Passage shown:
LGWSETA was of the view that this was not the best way to move forward because DPLG, with all its challenges and dynamics, would lose the momentum needed to assist LGWSETA. LGWSETA acknowledges under-performance, but government should comment on the plan it proposed. The public comments must be submitted by end of October 2004 and the Minister will pronounce on the new landscape by end of February 2005 during the NSA workship.

Mr Smith sought clarity on LGWSETA's relationship with the Department of Provincial and Local Government (DPLG), as opposed to the relationship it enjoyed with the Department of Labour. Furthermore, what kind of role should DPLG be playing in support of LGWSETA.

Mr Nkosi replied that LGWSETA was very concerned by the fact the DPLG was far too removed from the work done by LGWSETA, and discussions were being held with the Director-General to correct that.

The Chair stated that when she was involved in training programmes in the NGO sector she experienced frustration with the attendance and participation of people who were supposed to be receiving the training and how that person would be utilised after receiving the training. The second was the monitoring by the institution of the person who received the training. She asked LGWSETA to explain the measurement tools it has put in place to distinguish between the number of people trained and the quality of the training received and the impact of the training on their duties.

[Dataset lines about object locations]

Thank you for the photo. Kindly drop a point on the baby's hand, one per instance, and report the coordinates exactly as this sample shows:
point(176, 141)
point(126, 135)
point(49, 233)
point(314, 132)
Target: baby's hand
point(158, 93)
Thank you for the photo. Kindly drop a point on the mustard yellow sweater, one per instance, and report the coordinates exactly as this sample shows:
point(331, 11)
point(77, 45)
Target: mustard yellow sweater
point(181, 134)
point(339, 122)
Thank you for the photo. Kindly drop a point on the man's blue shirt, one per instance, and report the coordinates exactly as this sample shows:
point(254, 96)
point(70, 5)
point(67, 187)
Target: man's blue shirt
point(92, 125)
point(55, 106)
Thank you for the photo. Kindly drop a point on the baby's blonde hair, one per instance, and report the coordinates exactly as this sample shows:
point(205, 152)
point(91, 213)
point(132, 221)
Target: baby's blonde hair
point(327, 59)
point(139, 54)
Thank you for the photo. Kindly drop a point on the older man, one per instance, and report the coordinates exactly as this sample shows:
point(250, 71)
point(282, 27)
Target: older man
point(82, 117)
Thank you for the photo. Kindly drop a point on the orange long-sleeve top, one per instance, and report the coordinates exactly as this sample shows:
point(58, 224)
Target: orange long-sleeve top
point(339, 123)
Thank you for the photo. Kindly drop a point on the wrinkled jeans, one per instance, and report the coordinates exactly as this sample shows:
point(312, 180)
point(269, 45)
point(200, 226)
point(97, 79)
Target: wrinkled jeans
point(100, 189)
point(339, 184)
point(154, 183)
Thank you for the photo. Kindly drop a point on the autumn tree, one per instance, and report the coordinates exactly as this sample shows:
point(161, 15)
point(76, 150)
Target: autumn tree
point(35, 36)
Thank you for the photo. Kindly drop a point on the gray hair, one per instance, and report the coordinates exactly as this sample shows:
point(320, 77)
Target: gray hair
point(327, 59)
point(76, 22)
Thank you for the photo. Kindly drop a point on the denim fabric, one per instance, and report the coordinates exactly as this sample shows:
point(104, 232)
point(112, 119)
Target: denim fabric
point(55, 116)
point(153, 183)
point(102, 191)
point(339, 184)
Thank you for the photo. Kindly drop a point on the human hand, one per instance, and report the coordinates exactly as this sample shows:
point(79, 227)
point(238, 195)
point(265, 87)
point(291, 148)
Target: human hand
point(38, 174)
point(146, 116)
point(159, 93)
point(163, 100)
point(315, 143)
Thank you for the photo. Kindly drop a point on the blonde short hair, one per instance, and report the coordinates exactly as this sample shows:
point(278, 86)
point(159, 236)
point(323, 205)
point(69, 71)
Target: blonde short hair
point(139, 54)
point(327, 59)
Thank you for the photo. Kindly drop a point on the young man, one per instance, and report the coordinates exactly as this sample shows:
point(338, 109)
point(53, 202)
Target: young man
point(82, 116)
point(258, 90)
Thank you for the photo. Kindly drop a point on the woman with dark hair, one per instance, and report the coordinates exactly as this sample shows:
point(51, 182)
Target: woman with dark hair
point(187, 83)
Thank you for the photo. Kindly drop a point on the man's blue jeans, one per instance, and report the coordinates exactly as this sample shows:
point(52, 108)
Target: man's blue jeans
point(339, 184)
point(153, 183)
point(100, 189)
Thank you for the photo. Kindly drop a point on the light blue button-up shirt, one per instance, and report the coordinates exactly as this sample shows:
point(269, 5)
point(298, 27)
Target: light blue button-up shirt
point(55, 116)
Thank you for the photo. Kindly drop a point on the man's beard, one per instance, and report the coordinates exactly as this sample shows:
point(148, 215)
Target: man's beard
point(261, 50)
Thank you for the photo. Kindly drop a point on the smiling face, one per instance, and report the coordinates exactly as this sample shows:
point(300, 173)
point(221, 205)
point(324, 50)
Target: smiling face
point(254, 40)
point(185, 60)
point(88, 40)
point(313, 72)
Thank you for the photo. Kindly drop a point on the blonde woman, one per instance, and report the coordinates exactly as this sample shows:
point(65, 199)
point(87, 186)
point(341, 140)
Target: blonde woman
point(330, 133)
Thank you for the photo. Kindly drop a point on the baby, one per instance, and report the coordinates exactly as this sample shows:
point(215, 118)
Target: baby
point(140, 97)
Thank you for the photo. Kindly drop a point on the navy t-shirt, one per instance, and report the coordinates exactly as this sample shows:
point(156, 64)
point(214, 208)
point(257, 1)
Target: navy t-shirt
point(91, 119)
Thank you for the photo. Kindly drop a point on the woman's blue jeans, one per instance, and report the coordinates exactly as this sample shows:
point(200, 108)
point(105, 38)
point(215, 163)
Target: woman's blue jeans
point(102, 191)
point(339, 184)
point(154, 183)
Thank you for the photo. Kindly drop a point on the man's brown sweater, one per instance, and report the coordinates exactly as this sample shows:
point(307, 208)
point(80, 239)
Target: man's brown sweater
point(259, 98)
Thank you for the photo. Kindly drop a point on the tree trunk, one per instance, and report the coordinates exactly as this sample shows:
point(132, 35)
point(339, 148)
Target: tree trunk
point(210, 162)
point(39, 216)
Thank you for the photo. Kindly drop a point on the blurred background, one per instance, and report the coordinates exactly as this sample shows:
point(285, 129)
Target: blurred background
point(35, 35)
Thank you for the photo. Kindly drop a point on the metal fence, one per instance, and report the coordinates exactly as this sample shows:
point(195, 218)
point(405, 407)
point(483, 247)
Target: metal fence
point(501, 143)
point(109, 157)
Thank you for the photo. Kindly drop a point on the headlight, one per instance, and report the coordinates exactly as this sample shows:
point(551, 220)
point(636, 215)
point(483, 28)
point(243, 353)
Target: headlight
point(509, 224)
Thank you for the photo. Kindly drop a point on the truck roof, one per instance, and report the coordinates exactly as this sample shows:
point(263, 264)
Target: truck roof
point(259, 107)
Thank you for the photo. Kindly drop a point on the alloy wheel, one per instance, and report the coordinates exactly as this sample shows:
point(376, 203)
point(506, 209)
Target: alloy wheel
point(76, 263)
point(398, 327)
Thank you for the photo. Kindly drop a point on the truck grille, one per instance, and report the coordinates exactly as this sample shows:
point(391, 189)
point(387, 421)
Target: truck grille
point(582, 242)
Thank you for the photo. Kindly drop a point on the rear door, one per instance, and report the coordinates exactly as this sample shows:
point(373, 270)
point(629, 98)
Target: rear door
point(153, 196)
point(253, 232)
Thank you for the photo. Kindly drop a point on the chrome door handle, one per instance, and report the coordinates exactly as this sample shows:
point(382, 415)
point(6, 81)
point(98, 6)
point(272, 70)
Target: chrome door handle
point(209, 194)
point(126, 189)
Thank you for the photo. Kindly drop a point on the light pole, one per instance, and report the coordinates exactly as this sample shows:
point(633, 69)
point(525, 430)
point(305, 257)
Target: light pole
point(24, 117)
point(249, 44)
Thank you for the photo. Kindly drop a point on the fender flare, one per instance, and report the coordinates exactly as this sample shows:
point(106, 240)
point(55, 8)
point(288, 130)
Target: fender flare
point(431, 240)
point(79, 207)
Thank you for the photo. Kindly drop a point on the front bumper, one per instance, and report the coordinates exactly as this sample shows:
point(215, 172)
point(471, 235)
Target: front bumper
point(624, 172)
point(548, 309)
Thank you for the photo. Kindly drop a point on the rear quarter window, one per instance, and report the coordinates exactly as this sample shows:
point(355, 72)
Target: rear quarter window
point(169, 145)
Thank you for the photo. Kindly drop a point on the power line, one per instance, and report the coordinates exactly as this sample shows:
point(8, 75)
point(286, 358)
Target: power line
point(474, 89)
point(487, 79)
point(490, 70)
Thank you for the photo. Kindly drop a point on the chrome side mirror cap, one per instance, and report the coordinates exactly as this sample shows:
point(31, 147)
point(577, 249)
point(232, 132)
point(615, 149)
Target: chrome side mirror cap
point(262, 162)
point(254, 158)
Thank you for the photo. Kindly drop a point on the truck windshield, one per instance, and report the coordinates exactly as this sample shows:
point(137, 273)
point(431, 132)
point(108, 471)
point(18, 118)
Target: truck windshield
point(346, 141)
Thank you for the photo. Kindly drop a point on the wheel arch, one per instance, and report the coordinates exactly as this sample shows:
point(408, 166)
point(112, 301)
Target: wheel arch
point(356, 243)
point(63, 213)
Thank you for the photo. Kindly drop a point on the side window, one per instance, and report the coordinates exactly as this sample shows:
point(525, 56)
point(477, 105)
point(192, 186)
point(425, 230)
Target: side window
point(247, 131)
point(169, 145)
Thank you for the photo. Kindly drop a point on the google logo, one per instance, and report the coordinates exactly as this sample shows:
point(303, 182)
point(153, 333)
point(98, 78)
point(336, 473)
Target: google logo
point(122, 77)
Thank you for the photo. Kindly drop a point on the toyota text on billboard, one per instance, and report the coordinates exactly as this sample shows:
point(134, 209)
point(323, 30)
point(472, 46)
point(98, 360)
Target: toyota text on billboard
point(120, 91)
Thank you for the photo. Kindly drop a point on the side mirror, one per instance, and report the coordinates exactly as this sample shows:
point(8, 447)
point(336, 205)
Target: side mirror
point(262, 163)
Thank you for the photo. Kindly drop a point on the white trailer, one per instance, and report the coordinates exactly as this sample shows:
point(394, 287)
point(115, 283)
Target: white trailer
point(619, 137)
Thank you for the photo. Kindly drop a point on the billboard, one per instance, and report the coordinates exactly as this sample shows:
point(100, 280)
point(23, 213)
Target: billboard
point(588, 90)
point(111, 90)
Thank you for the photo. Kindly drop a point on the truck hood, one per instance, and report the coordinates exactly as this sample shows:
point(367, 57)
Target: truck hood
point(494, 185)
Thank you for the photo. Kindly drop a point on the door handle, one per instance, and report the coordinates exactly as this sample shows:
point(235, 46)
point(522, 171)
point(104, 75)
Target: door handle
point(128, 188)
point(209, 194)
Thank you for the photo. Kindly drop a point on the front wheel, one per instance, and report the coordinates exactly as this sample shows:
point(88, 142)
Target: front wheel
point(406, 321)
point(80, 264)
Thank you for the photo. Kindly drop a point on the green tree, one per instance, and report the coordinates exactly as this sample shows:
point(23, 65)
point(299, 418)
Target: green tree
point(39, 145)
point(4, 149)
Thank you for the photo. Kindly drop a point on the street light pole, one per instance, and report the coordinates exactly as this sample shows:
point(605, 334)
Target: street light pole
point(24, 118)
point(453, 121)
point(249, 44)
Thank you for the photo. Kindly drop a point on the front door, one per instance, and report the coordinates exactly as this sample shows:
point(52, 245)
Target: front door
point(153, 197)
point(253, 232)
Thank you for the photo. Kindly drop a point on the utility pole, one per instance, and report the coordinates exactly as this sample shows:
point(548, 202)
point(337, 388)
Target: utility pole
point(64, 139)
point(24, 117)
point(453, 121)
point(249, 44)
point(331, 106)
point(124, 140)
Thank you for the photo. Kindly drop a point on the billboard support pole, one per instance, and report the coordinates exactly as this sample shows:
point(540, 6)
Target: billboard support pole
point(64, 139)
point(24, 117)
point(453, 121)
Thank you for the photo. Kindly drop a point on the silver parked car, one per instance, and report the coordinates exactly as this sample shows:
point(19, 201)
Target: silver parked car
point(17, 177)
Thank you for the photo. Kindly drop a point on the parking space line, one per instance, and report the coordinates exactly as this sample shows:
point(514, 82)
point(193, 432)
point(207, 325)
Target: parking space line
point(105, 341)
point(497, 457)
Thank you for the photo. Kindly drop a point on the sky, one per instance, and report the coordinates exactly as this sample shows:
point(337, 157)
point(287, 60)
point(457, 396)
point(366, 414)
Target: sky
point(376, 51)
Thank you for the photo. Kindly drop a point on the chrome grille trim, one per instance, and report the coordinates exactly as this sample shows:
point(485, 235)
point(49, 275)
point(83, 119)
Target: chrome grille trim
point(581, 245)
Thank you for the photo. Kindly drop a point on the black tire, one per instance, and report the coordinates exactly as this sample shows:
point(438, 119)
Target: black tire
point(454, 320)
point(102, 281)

Problem requirements: In the committee minutes, rewrite the stretch from "Mr Nkosi replied" through "to correct that.", changing "Director-General" to "Minister". These lines are separate material and are not part of the committee minutes.

Task response:
Mr Nkosi replied that LGWSETA was very concerned by the fact the DPLG was far too removed from the work done by LGWSETA, and discussions were being held with the Minister to correct that.